→ Source extract:
....

On 12/22/2017 10:09 AM, Richard B. Kreckel wrote:
On 11/30/2017 05:16 PM, Vitaly Magerya wrote:
> factor((2*x-l)^2*(-1+6*x-l)*(-1+3*x-l)*(-2+4*x-l)*(1+4*x-l)*(4*x-l)*(2+4*x-l));
At this point ginsh either hangs (80% of cases), or gives the correct result (20% of cases).
How did you find this polynomial which makes Hensel lifting keep failing?
I'm currently writing a particular tool related to high energy physics with GiNaC, and that polynomial is a charpoly of one of the matrices I'm working with.
How many of them are there?
As many as you want, but not as many as you'd think: most of similar polynomials are factor()ized easily, and yet you can construct enough of hanging examples too. E.g.: (7+4*x+l)*(-5+2*x-l)*(-6+6*x+l)*l*(10+2*x+l) (8+6*x-l)*(-5+4*x-l)*(-5+6*x+l)*(-2+2*x-l)*(2+4*x+l) (-9+7*x+l)*(-5+6*x+l)*(4+2*x+l)*(5+2*x-l)*(7+9*x-l)*(8+6*x-l) I haven't looked into the factorization algorithm to know what makes these particular polys special.

....

→ Dataset excerpt:

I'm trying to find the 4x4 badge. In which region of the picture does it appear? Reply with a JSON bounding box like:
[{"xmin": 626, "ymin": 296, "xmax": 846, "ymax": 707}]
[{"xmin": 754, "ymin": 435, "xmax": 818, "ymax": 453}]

....

→ Task set:
**1.** Set down, word for word, the stretch of the GiNaC factoring thread from "How did you" through "them are there?".
**2.** Take the GiNaC factoring thread further, picking up after its last sentence.

→ Expected responses:
**1.**
How did you find this polynomial which makes Hensel lifting keep failing?
I'm currently writing a particular tool related to high energy physics with GiNaC, and that polynomial is a charpoly of one of the matrices I'm working with.
How many of them are there?

**2.**
Are they always multivariate?
Seems that way. I only really care for the bivariate case though, so who knows.
Do they always fail sometimes, work at other times?
Seems so, yes.
If the answer to the last two questions is yes, then we might add a stop condition and when that has been reached, try factorizing with an alternative permutation of symbols.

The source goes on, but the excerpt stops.